_PAGE EXTRACT_:
- - -
Jul 20, 2021 - Health

Study: India's true death toll during pandemic likely higher than 3 million

Picture of Indian workers carrying a body in a bag

Indian health workers wearing personal protective equipment are seen closing the body of a Covid-19 victim, who died at home during self-isolation. Photo: Agung Fatma Putra/SOPA Images/LightRocket via Getty Images

The total number of excess deaths in India during the pandemic is likely more than than 3 million and could be as high as 4.9 million, according to a study released Tuesday.

Why it matters: The number is almost 10 times the country's official death toll, making it "arguably India’s worst human tragedy," said the research team, who includes a former chief economic adviser to the government of Prime Minister Narendra Modi.

By the numbers: India has reported 31,174,322 virus cases and 414,482 confirmed deaths, data from Johns Hopkins University shows.

  • But the the study estimated there were between 3.4 and 4.9 excess deaths in India from January 2020 through June 2021.
  • The study's authors did not attribute all excess deaths to the coronavirus, however, saying the research focused on "'all-cause mortality, and estimate excess mortality relative to a pre-pandemic baseline, adjusting for seasonality."
- - -
_WHAT TO PRODUCE_: Carry on the news article about India's pandemic death toll, starting right after its last sentence. The lines after this point aren't needed.
- - -
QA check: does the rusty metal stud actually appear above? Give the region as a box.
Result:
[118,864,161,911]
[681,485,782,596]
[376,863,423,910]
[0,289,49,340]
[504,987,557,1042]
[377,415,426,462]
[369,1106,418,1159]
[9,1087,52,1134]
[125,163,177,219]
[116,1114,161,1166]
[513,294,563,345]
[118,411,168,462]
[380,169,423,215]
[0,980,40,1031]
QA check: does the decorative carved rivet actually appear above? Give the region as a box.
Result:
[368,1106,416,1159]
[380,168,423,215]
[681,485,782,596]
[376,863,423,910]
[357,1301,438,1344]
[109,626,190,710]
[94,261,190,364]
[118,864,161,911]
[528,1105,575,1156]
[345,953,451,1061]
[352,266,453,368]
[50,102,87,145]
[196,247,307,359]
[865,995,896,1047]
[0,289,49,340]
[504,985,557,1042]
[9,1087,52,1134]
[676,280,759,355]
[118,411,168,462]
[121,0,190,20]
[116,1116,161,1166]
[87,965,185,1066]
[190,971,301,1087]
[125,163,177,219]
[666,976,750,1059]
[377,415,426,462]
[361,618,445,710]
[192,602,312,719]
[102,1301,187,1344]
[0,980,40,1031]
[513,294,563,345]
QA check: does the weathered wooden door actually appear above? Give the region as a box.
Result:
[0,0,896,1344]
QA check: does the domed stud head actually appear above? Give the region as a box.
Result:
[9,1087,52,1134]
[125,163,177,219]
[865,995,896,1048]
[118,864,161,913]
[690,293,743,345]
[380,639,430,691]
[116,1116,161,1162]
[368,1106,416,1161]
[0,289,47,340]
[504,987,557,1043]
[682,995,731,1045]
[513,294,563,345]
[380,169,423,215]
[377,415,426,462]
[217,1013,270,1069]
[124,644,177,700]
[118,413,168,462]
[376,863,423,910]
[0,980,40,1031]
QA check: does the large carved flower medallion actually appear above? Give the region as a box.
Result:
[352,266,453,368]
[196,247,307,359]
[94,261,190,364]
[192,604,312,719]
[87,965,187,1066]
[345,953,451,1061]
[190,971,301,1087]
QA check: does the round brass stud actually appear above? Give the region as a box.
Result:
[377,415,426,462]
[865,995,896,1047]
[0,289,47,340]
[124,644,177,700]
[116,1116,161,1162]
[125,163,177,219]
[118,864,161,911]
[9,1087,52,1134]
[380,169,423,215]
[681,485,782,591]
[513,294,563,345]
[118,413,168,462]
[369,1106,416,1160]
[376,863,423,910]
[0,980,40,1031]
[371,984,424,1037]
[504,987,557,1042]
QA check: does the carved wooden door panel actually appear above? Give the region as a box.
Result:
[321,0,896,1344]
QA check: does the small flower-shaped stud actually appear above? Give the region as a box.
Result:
- - -
_RESULT OF THIS EXERCISE_:
What they're saying: "True deaths are likely to be in the several millions not hundreds of thousands, making this arguably India’s worst human tragedy since partition and independence," the researchers wrote.

  • "Estimating COVID-deaths with statistical confidence may prove elusive. But all estimates suggest that the death toll from the pandemic is likely to be an order of magnitude greater than the official count of 400,000; they also suggest that the first wave was more lethal than is believed," they added.
  • The first wave may have been more lethal because "it was spread out in time and space, unlike the sudden and concentrated surge of the second wave, mortality in the first wave appeared moderate," the researchers also said.

The big picture: India has struggled to contain the coronavirus, seeing a surge of new infections in April and May, driven mostly by the more transmissible Delta variant.

  • The high case load has overwhelmed an already stretched health system.